**What is required**
Please report every line of the listing below that contains the word "white", copying each such line in full. Case counts, so a match must have the same capitalization.

**Supplied material**
┌────────

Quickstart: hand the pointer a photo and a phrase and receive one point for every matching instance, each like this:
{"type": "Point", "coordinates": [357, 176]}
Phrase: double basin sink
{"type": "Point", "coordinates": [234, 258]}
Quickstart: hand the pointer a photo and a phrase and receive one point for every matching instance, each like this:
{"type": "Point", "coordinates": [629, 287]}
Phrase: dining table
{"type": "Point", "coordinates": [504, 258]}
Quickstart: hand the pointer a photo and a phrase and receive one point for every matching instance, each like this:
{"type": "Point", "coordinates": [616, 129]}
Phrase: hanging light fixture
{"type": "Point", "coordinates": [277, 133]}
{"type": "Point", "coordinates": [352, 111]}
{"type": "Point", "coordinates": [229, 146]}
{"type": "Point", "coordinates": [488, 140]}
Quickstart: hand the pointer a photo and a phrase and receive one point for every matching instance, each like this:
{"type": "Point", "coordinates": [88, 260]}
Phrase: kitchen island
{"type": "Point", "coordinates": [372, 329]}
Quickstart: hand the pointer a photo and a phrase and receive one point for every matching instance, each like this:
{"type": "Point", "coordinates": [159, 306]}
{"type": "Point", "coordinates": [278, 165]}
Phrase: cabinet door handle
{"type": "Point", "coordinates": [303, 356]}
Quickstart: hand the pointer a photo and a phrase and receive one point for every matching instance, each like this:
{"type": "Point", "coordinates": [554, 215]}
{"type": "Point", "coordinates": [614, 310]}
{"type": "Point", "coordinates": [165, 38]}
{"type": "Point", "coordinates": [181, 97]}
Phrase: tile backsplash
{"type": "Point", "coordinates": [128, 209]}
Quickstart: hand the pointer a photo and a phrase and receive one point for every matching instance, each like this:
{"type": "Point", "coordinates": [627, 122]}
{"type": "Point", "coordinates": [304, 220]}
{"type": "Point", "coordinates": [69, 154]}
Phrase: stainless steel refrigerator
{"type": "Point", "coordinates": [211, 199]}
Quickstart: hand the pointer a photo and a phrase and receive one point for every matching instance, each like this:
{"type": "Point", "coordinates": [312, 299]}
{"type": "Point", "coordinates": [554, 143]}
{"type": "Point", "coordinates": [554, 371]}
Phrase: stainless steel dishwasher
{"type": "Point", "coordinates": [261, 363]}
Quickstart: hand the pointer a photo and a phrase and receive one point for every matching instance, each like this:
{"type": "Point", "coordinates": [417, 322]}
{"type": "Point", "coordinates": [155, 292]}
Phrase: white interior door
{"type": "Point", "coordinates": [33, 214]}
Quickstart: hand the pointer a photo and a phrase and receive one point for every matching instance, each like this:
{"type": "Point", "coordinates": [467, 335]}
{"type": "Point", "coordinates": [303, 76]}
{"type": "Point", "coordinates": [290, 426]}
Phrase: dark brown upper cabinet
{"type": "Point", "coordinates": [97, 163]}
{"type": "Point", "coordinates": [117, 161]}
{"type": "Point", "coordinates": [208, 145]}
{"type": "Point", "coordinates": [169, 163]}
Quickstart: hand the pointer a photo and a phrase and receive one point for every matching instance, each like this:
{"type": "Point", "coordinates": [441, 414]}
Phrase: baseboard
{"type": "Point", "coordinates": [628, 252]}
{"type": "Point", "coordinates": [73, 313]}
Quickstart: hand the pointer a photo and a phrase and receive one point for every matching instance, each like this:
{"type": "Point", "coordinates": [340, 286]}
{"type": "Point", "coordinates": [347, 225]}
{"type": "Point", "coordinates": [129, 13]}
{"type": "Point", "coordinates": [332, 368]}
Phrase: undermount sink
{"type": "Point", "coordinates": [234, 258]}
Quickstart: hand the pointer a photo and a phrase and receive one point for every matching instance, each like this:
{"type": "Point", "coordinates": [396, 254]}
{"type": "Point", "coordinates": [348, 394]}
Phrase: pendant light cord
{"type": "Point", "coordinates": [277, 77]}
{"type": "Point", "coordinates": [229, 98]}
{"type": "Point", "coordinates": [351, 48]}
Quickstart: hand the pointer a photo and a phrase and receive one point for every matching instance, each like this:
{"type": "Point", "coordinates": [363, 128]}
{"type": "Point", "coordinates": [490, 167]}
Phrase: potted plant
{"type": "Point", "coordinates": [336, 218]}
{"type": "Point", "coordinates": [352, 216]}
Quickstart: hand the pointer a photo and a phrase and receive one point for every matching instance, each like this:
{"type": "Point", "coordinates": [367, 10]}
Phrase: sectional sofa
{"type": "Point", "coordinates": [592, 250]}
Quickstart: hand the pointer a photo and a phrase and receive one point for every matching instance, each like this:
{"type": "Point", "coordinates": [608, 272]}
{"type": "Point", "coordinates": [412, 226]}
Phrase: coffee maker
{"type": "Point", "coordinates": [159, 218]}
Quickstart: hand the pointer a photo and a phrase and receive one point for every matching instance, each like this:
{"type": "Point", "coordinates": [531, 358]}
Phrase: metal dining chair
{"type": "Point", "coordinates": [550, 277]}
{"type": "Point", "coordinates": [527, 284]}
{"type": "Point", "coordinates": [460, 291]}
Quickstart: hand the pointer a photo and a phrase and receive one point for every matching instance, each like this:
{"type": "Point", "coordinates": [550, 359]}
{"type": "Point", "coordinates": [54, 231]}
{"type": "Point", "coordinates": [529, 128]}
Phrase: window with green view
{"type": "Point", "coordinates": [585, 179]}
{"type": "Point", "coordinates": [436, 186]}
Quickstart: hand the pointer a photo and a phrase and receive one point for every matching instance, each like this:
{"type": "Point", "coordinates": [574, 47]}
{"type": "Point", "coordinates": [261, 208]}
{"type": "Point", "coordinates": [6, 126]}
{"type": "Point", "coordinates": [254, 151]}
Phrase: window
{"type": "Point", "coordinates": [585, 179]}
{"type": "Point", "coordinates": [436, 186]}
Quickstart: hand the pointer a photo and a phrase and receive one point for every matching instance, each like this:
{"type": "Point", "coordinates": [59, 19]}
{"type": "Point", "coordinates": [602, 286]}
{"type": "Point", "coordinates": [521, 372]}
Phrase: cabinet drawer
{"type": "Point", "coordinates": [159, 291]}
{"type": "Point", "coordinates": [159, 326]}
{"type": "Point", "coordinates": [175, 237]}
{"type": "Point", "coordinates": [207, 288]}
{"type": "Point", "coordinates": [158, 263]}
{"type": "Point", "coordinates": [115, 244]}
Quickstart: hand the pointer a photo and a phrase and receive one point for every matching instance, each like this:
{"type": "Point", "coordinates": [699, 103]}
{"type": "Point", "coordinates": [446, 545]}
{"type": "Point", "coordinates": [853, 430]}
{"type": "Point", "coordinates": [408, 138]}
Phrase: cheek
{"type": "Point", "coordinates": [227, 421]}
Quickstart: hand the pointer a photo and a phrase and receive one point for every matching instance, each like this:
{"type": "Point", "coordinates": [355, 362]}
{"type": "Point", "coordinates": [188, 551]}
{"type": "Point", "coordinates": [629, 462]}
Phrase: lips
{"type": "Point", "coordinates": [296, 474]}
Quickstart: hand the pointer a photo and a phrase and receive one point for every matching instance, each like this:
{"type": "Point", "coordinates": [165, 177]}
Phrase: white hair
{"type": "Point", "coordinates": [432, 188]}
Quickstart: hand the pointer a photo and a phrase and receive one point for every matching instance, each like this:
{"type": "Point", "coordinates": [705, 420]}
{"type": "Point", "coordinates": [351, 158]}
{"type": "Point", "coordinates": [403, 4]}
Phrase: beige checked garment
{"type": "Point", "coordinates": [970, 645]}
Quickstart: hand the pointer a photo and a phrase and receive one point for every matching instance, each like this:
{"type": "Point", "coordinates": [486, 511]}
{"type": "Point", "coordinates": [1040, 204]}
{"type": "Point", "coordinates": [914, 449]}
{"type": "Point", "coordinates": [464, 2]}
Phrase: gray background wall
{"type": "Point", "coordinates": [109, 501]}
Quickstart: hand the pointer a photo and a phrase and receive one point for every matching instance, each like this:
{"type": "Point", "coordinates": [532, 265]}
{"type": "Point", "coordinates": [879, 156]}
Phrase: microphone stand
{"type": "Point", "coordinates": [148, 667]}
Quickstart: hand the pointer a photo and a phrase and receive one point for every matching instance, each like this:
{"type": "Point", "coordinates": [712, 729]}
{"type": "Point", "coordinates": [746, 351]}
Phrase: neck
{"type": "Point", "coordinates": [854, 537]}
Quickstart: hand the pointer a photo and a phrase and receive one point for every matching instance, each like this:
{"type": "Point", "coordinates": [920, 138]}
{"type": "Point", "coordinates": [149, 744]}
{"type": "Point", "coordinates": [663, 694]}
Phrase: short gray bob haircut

└────────

**Expected answer**
Phrase: white interior door
Phrase: white hair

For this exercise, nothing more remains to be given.